= Ziel =
Sammle alle Zeilen der folgenden Daten, in denen das Wort „jersey“ vorkommt, und gib sie unverändert wieder.

= Daten zur Aufgabe =
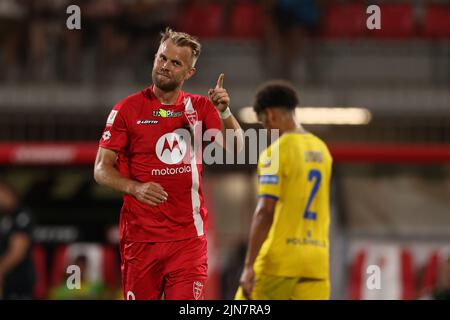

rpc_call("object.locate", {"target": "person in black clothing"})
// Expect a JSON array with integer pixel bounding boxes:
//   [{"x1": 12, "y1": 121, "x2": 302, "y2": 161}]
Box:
[
  {"x1": 431, "y1": 257, "x2": 450, "y2": 300},
  {"x1": 0, "y1": 183, "x2": 35, "y2": 300}
]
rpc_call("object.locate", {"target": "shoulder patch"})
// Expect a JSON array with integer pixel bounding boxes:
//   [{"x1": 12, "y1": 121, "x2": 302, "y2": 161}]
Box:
[{"x1": 106, "y1": 110, "x2": 117, "y2": 125}]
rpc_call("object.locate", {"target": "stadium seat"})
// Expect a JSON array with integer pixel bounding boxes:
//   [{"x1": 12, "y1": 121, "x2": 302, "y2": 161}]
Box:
[
  {"x1": 179, "y1": 2, "x2": 223, "y2": 38},
  {"x1": 423, "y1": 5, "x2": 450, "y2": 39},
  {"x1": 31, "y1": 245, "x2": 48, "y2": 299},
  {"x1": 322, "y1": 3, "x2": 367, "y2": 38},
  {"x1": 230, "y1": 2, "x2": 264, "y2": 39},
  {"x1": 369, "y1": 4, "x2": 415, "y2": 39}
]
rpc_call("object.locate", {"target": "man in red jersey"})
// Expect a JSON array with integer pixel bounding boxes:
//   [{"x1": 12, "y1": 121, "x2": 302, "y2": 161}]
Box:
[{"x1": 94, "y1": 29, "x2": 243, "y2": 300}]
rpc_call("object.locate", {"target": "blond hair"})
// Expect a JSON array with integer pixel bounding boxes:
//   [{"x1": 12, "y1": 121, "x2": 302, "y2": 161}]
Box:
[{"x1": 160, "y1": 27, "x2": 202, "y2": 64}]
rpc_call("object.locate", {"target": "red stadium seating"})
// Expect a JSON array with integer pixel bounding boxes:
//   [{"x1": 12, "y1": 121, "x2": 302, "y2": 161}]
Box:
[
  {"x1": 179, "y1": 3, "x2": 224, "y2": 38},
  {"x1": 230, "y1": 2, "x2": 264, "y2": 39},
  {"x1": 323, "y1": 3, "x2": 367, "y2": 38},
  {"x1": 423, "y1": 5, "x2": 450, "y2": 39},
  {"x1": 369, "y1": 4, "x2": 415, "y2": 39}
]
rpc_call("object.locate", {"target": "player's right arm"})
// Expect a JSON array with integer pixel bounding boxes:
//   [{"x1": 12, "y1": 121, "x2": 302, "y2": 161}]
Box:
[{"x1": 94, "y1": 147, "x2": 168, "y2": 206}]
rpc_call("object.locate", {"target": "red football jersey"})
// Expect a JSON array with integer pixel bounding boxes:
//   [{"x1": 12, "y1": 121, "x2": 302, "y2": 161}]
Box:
[{"x1": 99, "y1": 87, "x2": 221, "y2": 242}]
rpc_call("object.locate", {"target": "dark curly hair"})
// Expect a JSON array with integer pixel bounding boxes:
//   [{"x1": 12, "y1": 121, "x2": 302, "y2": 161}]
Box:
[{"x1": 253, "y1": 80, "x2": 299, "y2": 114}]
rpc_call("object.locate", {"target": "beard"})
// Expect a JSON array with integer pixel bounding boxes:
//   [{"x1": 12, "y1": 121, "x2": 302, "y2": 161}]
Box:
[{"x1": 152, "y1": 70, "x2": 180, "y2": 92}]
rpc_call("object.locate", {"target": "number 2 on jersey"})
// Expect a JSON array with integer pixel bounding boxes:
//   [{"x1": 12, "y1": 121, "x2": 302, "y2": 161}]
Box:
[{"x1": 303, "y1": 169, "x2": 322, "y2": 220}]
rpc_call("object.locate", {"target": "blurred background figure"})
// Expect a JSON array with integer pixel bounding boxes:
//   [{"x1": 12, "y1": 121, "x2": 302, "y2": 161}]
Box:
[
  {"x1": 49, "y1": 254, "x2": 106, "y2": 300},
  {"x1": 433, "y1": 257, "x2": 450, "y2": 300},
  {"x1": 0, "y1": 0, "x2": 450, "y2": 299},
  {"x1": 264, "y1": 0, "x2": 321, "y2": 80},
  {"x1": 0, "y1": 183, "x2": 35, "y2": 299}
]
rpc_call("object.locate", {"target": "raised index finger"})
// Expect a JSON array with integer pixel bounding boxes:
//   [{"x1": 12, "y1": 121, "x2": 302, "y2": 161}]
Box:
[{"x1": 216, "y1": 73, "x2": 225, "y2": 88}]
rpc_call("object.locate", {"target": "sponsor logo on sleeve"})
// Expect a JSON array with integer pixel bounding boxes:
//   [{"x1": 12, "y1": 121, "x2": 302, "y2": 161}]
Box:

= Erwartete Antwort =
rpc_call("object.locate", {"target": "man in red jersey"})
rpc_call("object.locate", {"target": "red football jersey"})
rpc_call("object.locate", {"target": "number 2 on jersey"})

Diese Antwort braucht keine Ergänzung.